WHAT TO WORK ON:
Write out every one of the rows below word for word, in the same order.

(Data entries)
******************************

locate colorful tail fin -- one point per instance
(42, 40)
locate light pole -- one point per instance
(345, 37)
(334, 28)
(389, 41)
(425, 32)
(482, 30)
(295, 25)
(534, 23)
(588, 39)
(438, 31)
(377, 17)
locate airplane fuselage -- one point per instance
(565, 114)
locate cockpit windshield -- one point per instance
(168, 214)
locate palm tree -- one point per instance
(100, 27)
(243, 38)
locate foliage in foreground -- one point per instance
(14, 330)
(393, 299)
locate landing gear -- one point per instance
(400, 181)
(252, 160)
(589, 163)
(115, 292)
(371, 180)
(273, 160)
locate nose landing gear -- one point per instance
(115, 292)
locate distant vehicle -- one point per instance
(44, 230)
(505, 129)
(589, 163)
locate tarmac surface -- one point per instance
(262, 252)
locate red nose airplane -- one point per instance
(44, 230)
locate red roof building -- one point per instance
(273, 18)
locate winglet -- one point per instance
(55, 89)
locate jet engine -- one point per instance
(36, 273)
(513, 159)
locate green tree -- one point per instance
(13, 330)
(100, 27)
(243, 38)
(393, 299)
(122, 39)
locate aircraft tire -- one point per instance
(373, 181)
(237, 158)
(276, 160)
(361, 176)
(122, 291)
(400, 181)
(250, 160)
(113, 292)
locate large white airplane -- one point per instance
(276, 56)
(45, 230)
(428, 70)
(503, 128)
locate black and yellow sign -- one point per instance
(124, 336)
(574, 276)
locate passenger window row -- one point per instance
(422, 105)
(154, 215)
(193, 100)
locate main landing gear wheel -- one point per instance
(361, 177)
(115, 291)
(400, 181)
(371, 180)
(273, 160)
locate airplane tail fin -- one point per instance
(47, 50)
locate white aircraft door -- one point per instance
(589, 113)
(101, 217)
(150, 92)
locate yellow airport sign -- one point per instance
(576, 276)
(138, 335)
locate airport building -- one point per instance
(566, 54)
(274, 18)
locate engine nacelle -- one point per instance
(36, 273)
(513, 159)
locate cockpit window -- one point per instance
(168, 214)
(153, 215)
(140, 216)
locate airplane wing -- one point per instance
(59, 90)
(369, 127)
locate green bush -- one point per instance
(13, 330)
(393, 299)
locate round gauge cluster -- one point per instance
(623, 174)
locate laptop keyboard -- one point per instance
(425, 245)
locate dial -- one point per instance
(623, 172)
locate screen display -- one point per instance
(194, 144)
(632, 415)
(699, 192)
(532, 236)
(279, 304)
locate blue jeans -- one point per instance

******************************

SOLUTION FOR THIS EXERCISE:
locate colorful tail fin -- one point per instance
(42, 40)
locate light pole -- one point per instance
(345, 37)
(334, 28)
(389, 41)
(425, 32)
(482, 30)
(295, 25)
(534, 23)
(588, 39)
(438, 31)
(377, 17)
locate airplane fuselage -- one point per instance
(565, 114)
locate cockpit windshield -- one point per instance
(168, 214)
locate palm tree -- one point per instance
(100, 27)
(243, 38)
locate foliage in foreground -- one point per instance
(14, 330)
(393, 299)
locate landing gear -- one point per instance
(400, 181)
(252, 160)
(589, 163)
(115, 292)
(371, 180)
(273, 160)
locate nose landing gear -- one point per instance
(115, 292)
locate distant vehicle -- one point per instance
(44, 230)
(505, 129)
(589, 163)
locate tarmac surface -- one point per instance
(262, 252)
locate red nose airplane -- one point per instance
(44, 230)
locate red roof building -- one point per instance
(273, 18)
locate winglet -- one point per instance
(55, 89)
locate jet engine -- one point per instance
(36, 273)
(513, 159)
locate green tree -- one point per instance
(13, 330)
(100, 27)
(243, 38)
(393, 299)
(122, 39)
locate aircraft tire -- one point per instance
(373, 181)
(237, 158)
(276, 160)
(361, 176)
(122, 291)
(400, 181)
(250, 160)
(113, 292)
locate large white airplane -- one point per instance
(276, 56)
(45, 230)
(428, 70)
(503, 128)
locate black and yellow sign -- one point per instance
(124, 336)
(574, 276)
locate passenger window row -- one point per instance
(422, 105)
(154, 215)
(193, 100)
locate main landing gear wheel -- one point per instance
(361, 177)
(115, 291)
(400, 181)
(371, 180)
(273, 160)
locate airplane tail fin -- one point per instance
(47, 50)
locate white aircraft door -- one point per instance
(589, 113)
(101, 217)
(150, 92)
locate yellow airport sign -- one point per instance
(576, 276)
(138, 335)
locate airport building -- one point per instance
(566, 54)
(274, 18)
locate engine nacelle -- one point per instance
(36, 273)
(513, 159)
locate cockpit window -- one point per instance
(168, 214)
(153, 215)
(140, 216)
locate airplane wing -- one point per instance
(59, 90)
(369, 127)
locate green bush -- one point per instance
(13, 330)
(393, 299)
locate round gauge cluster -- one point per instance
(623, 174)
locate laptop keyboard -- one point per instance
(425, 245)
locate dial -- one point per instance
(623, 172)
locate screen display -- one point per instance
(194, 144)
(632, 415)
(699, 192)
(532, 236)
(279, 304)
locate blue jeans -- one point per instance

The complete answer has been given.